**Challenge**
Exclude any images and output the remaining records exactly.

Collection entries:
------------------------------------------------------------

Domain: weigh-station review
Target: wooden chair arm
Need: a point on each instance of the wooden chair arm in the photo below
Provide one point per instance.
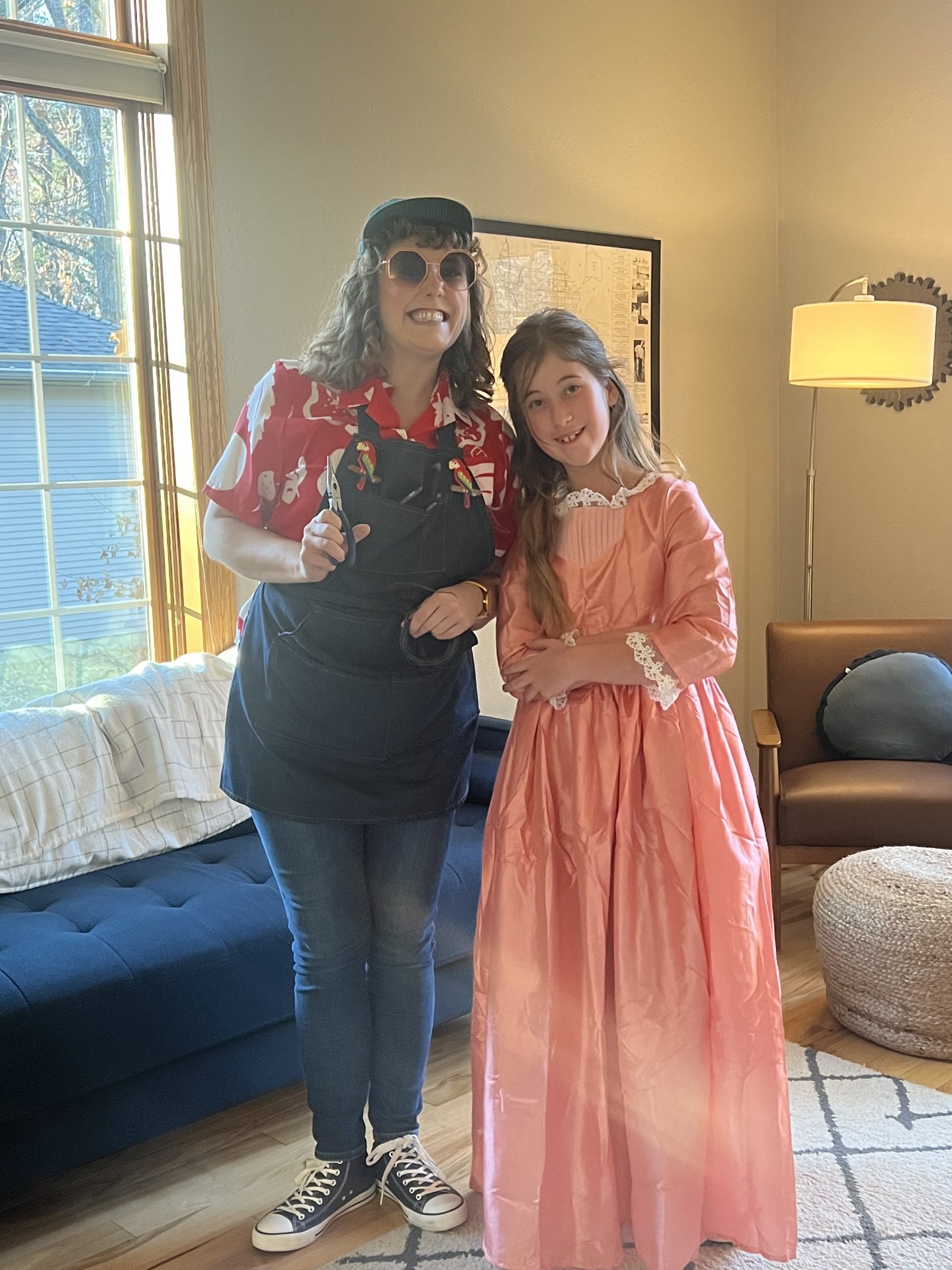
(766, 731)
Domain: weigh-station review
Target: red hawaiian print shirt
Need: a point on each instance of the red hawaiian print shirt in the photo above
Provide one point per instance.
(275, 468)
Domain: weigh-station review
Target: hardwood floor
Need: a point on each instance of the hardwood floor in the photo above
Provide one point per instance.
(187, 1201)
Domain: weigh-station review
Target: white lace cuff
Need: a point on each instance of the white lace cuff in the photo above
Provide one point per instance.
(662, 688)
(561, 701)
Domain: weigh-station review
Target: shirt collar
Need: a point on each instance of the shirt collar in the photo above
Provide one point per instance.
(376, 395)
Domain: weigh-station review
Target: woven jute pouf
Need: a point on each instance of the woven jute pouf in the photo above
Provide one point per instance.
(884, 929)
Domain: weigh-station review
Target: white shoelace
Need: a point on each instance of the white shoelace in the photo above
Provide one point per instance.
(311, 1188)
(413, 1166)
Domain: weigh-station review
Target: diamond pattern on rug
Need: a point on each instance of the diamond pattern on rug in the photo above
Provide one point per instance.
(874, 1160)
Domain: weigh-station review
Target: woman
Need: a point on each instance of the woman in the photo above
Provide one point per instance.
(353, 710)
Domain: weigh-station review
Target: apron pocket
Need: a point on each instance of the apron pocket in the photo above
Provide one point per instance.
(428, 709)
(321, 708)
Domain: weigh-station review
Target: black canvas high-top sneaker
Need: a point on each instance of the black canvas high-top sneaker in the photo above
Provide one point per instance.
(408, 1175)
(324, 1191)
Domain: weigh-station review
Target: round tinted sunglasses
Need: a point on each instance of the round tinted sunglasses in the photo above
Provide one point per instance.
(409, 268)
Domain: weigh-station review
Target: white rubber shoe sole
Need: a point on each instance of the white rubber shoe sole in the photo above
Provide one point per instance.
(431, 1221)
(301, 1239)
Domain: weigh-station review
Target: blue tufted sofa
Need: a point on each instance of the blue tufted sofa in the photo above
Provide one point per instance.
(143, 997)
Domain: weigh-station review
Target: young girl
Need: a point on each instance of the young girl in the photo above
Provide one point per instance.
(629, 1065)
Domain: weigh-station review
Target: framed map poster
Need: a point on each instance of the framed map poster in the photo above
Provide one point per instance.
(611, 281)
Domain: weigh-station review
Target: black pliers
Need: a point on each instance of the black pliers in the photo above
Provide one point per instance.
(337, 505)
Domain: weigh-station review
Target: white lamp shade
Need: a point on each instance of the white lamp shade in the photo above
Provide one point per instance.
(862, 343)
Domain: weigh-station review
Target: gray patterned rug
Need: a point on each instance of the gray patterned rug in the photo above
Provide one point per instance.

------------------------------------------------------------

**Exercise result**
Domain: weigh-station review
Target: wooden chair arm
Need: a point on each instance of the wooden chair arm in the photo below
Provide one point per instance.
(766, 731)
Domain: weigh-station review
Target: red hawaiian print shirt
Need: a point on each instance of the red hawaiian print shirt in the photo above
Provide one point per instance.
(275, 468)
Domain: weigh-station review
Target: hardwood floor
Need: a point on each instance of the hardwood floor in the photo above
Provide one point per instance.
(187, 1201)
Domain: weigh-station review
Target: white lace cuff
Need: a point on each instance of the white lace cuff in the photo above
Provide one point per instance.
(662, 688)
(561, 701)
Domain: weigh-station review
Target: shirt collar
Need: a point on each instance of the shirt collar in the photo above
Provide one point per instance.
(376, 395)
Domain: weigh-station review
Target: woven jute pouf
Need: a point on each instance of the woven jute pouf in the photo above
Provide one point per instance.
(884, 929)
Domain: weigh-station review
Target: white shoelace
Need: a point on each instance of the white shoelace in the photo above
Provide one point per instance.
(311, 1188)
(413, 1166)
Domain: weigh-station review
Target: diamond pattern on rug
Need: a point on each instance of the diamond pattern on rug in the photo above
Provide one point per instance.
(874, 1160)
Domain: weigh-station review
Target: woman
Need: a point on each instance of the woman in the photo above
Provide one point per instance.
(353, 710)
Domain: weigh-station review
Target: apron pocket
Need: a point on each instance of the apron pocket in the photo above
Provide one point per instance.
(428, 709)
(321, 708)
Domain: weigh-station review
Target: black canvas high-top sneaker
Need: a point on each instance of the black canvas high-top sneaker in the photo above
Provide one point per instance.
(408, 1175)
(324, 1191)
Domain: weigh-station review
Target: round tinted sunglasses
Need: a point on each instance of the round tinted sunglasses in the photo above
Provide one point per instance.
(409, 268)
Domain: weigh-station review
Target: white rubber shoe sole
Need: a point on each instance of the white rubber shoe sole in the photo above
Provide one point per instance.
(431, 1221)
(301, 1239)
Domain: weigh-station review
Target: blue tufted sofa
Need: a point on each instance of the blue tufted sofa in the photo above
Provide one point per instance.
(143, 997)
Domain: weigh-station review
Target: young girl
Need: a point on each instance of the young girl in the photo above
Provide one point per instance.
(629, 1065)
Domain: weigh-station review
Target: framed map poster
Need: a point on each instance of the framed map poster in the photo above
Provide one point per instance.
(611, 281)
Domain: weigh-station review
Target: black pliers
Need: a point on each instance of the black pliers in the photo above
Provide one point per instance.
(337, 505)
Domain: weigh-station review
Target: white lamp shade
Need: a point on each instance of the white lamp shade in the photo above
Provide one point per instance.
(862, 343)
Domain: weigh-station review
Target: gray patterned rug
Need: a point on each instance of the gray patterned rug in the photo above
Provide one point per instance.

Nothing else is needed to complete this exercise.